[EXERCISE REQUIREMENTS]
Reproduce the records below exactly, leaving out any pictures.

[GIVEN DATA]
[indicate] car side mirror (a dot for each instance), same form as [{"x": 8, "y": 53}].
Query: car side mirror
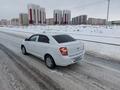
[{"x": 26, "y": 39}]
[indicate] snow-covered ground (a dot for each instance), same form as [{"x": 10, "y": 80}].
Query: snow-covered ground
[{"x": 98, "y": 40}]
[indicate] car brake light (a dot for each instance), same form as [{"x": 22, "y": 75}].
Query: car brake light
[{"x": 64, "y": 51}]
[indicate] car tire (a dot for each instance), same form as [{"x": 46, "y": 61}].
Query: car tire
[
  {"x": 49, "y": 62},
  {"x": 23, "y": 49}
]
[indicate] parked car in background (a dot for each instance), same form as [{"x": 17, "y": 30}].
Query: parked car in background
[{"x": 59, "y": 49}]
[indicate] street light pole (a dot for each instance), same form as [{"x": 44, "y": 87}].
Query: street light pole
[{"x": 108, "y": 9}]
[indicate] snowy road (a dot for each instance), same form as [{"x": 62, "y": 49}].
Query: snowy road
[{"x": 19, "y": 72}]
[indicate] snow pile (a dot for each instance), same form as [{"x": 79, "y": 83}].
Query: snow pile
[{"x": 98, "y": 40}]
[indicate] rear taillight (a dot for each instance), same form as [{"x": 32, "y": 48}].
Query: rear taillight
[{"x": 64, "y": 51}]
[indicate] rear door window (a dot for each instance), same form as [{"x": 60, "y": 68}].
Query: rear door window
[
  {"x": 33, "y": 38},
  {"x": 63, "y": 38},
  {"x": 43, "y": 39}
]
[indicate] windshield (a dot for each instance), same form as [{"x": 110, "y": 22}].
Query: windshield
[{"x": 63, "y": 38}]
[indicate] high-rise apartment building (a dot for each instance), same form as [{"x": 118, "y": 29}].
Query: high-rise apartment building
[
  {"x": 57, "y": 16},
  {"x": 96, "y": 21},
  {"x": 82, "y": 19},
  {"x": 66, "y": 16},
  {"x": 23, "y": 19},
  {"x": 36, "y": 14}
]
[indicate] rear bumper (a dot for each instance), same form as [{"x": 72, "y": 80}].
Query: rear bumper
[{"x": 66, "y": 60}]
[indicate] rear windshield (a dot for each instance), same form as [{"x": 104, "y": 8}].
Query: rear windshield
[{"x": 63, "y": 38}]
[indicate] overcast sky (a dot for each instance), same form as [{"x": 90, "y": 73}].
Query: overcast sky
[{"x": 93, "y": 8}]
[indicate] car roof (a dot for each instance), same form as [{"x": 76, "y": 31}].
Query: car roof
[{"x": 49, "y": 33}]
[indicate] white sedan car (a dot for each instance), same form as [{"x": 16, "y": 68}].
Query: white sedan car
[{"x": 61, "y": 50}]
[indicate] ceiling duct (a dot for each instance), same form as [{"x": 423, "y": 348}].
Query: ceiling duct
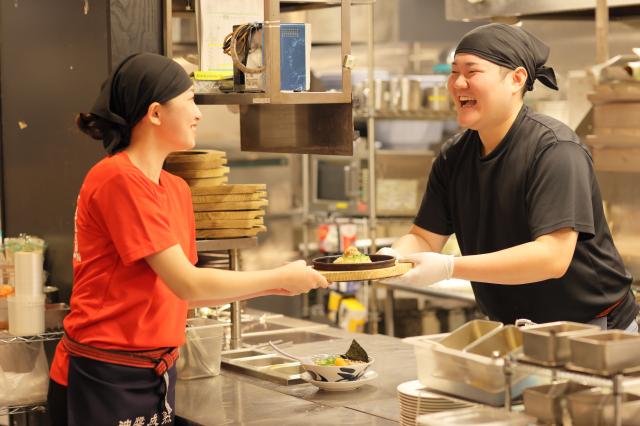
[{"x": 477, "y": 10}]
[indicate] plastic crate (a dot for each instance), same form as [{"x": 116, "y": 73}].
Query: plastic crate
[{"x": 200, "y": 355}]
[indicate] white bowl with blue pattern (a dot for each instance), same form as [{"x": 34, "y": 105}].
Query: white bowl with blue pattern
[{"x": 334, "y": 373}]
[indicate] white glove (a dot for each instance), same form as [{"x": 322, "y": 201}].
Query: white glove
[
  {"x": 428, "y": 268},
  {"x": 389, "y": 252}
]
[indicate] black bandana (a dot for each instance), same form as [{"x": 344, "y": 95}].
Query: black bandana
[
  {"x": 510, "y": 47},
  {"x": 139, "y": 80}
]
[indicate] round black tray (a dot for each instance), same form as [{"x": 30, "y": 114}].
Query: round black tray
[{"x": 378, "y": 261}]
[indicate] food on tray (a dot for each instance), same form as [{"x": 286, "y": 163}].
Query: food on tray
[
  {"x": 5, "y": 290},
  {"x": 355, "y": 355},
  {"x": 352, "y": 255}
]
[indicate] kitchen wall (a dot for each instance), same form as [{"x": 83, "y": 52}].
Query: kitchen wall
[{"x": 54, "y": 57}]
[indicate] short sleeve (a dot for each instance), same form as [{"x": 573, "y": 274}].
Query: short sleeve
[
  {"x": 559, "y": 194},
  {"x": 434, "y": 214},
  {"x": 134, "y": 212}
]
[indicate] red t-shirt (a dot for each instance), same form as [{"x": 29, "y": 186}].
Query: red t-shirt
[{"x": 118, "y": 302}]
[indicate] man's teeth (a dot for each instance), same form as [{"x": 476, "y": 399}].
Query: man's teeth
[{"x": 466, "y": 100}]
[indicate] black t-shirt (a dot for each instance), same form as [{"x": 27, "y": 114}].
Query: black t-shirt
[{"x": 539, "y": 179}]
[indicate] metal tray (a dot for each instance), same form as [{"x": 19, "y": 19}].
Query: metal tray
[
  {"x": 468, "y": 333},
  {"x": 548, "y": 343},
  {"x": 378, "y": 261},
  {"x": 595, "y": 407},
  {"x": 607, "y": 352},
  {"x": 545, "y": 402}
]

[TASK RESULT]
[indicate] car side mirror (a dot for each instance), same form as [{"x": 8, "y": 53}].
Query: car side mirror
[{"x": 26, "y": 39}]
[indicate] snow-covered ground (a dot for each instance), same form as [{"x": 10, "y": 80}].
Query: snow-covered ground
[{"x": 98, "y": 40}]
[indicate] car brake light (a dot for each instance), same form as [{"x": 22, "y": 75}].
Query: car brake light
[{"x": 64, "y": 51}]
[indicate] car tire (a dot for each instance), same form as [{"x": 46, "y": 61}].
Query: car tire
[
  {"x": 49, "y": 62},
  {"x": 23, "y": 49}
]
[indicate] parked car in background (a dot for each instance), same form as [{"x": 17, "y": 30}].
Query: parked car in background
[{"x": 59, "y": 49}]
[indicate] street light pole (a dot for each instance), same form as [{"x": 44, "y": 87}].
Query: street light pole
[{"x": 108, "y": 9}]
[indicate] snowy road (a dot for each instance), same form as [{"x": 62, "y": 49}].
Query: snowy road
[{"x": 19, "y": 72}]
[indicate] snow pile (a dot for each instance), same form as [{"x": 79, "y": 83}].
Query: snow pile
[{"x": 98, "y": 40}]
[indicate] rear taillight (a dot for each instance), same form as [{"x": 32, "y": 48}].
Query: rear taillight
[{"x": 64, "y": 51}]
[indicate] rear door window (a dot for each instance), same form as [{"x": 60, "y": 68}].
Query: rear door window
[
  {"x": 33, "y": 38},
  {"x": 63, "y": 38},
  {"x": 43, "y": 39}
]
[indicate] windshield (a dot for each instance), same form as [{"x": 110, "y": 22}].
Query: windshield
[{"x": 63, "y": 38}]
[indicate] high-rise apartment building (a dot for each instance), same form as [{"x": 118, "y": 29}].
Query: high-rise apartment building
[
  {"x": 57, "y": 16},
  {"x": 96, "y": 21},
  {"x": 82, "y": 19},
  {"x": 66, "y": 16},
  {"x": 23, "y": 19},
  {"x": 36, "y": 14}
]
[indicate] rear bumper (a dot for each instance), same form as [{"x": 72, "y": 80}].
Query: rear bumper
[{"x": 66, "y": 60}]
[indicate] rear windshield (a dot for each instance), same form as [{"x": 104, "y": 8}].
Query: rear windshield
[{"x": 63, "y": 38}]
[indicate] overcast sky (a dot for each instance), same form as [{"x": 90, "y": 73}].
Query: overcast sky
[{"x": 93, "y": 8}]
[indicate] car roof (a dot for each instance), same form as [{"x": 76, "y": 31}].
Query: car roof
[{"x": 49, "y": 33}]
[indicate] white sedan car (a dot for each instance), same form as [{"x": 16, "y": 68}].
Query: white sedan car
[{"x": 61, "y": 50}]
[indicate] ceiling duct (a dot for each instance), same form as [{"x": 423, "y": 348}].
Query: ceiling duct
[{"x": 477, "y": 10}]
[indicate] plastic crate (a dot for each instance), same form as [{"x": 116, "y": 73}].
Query: plastic crate
[{"x": 200, "y": 355}]
[indicate] white bowl with blue pattern (a dot for each instance), same form as [{"x": 34, "y": 105}].
Query: white bowl with blue pattern
[{"x": 334, "y": 373}]
[indicate] white glove (a dot for each instance), same form as [{"x": 322, "y": 201}].
Query: white glove
[
  {"x": 428, "y": 268},
  {"x": 389, "y": 252}
]
[indicate] black bandana (a dot for each instance), same form as [{"x": 344, "y": 95}].
Query: black bandana
[
  {"x": 510, "y": 47},
  {"x": 139, "y": 80}
]
[indicate] round black tray (a dot for each instance), same form as [{"x": 30, "y": 114}].
Query: round black tray
[{"x": 378, "y": 261}]
[indicate] food on tray (a dot for each instance), same form as [{"x": 286, "y": 163}].
Query: food on tray
[
  {"x": 5, "y": 290},
  {"x": 355, "y": 355},
  {"x": 352, "y": 255}
]
[indicate] kitchen wall (a dot for each instance), same form as [{"x": 83, "y": 52}].
Query: kitchen wall
[{"x": 54, "y": 57}]
[indicate] short sleeve (a dot for each instance), same form as [{"x": 573, "y": 274}].
Query: short sleeve
[
  {"x": 559, "y": 194},
  {"x": 434, "y": 214},
  {"x": 134, "y": 212}
]
[indicate] red t-shirt (a dot for each instance), same form as [{"x": 29, "y": 186}].
Query: red t-shirt
[{"x": 118, "y": 302}]
[indicate] man's teeth (a dot for each instance), same form as [{"x": 476, "y": 399}].
Query: man's teeth
[{"x": 466, "y": 100}]
[indicate] black t-shirt (a dot for each instance), same form as [{"x": 27, "y": 114}].
Query: black t-shirt
[{"x": 539, "y": 179}]
[indicate] metal tray (a dot for each instance), same form as [{"x": 19, "y": 19}].
Query: metal tray
[
  {"x": 468, "y": 333},
  {"x": 548, "y": 343},
  {"x": 378, "y": 261},
  {"x": 595, "y": 407},
  {"x": 607, "y": 352},
  {"x": 545, "y": 402}
]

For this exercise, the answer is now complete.